* [WRITTEN EXERCISE] Reproduce every line of the items below, requests included, after multiplying each vertex coordinate in the answers by 2.5 and rounding it to the nearest whole number, with halves rounded up.

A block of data

——————

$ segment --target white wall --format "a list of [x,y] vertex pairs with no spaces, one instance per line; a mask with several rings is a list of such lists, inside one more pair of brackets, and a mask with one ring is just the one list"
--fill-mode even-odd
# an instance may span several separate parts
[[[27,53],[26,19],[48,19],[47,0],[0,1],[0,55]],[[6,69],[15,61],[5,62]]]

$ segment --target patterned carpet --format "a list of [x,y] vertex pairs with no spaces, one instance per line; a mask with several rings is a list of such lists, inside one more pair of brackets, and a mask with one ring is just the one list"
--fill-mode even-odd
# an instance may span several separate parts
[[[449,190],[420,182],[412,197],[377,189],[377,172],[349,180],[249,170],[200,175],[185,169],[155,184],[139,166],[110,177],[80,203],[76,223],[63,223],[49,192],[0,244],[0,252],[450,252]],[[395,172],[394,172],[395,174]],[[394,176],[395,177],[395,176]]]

——————

* [EXERCISE RESULT]
$ segment --target white wall --format "a list of [x,y] vertex pairs with no spaces, one instance per line; a mask with several rings is a list of such lists, inside one more pair of brackets, and a mask with one ring is just the one list"
--fill-mode even-odd
# an instance may span several separate parts
[[[68,133],[65,48],[120,48],[118,0],[0,3],[0,138]],[[15,173],[38,153],[13,155]]]

$ segment --target patterned carpet --format "a list of [x,y] vertex pairs with no spaces, one instance per line; a mask with several rings is a list of such lists, inside one more pair of brackets, and a mask with one ring is just the one list"
--fill-mode even-odd
# an instance may span several separate parts
[[[1123,475],[1050,455],[1030,493],[943,473],[943,430],[873,450],[623,425],[500,438],[463,423],[388,460],[348,415],[275,443],[200,508],[190,558],[158,558],[123,480],[0,610],[0,630],[1125,630]],[[988,430],[985,430],[988,435]],[[985,440],[988,443],[988,440]]]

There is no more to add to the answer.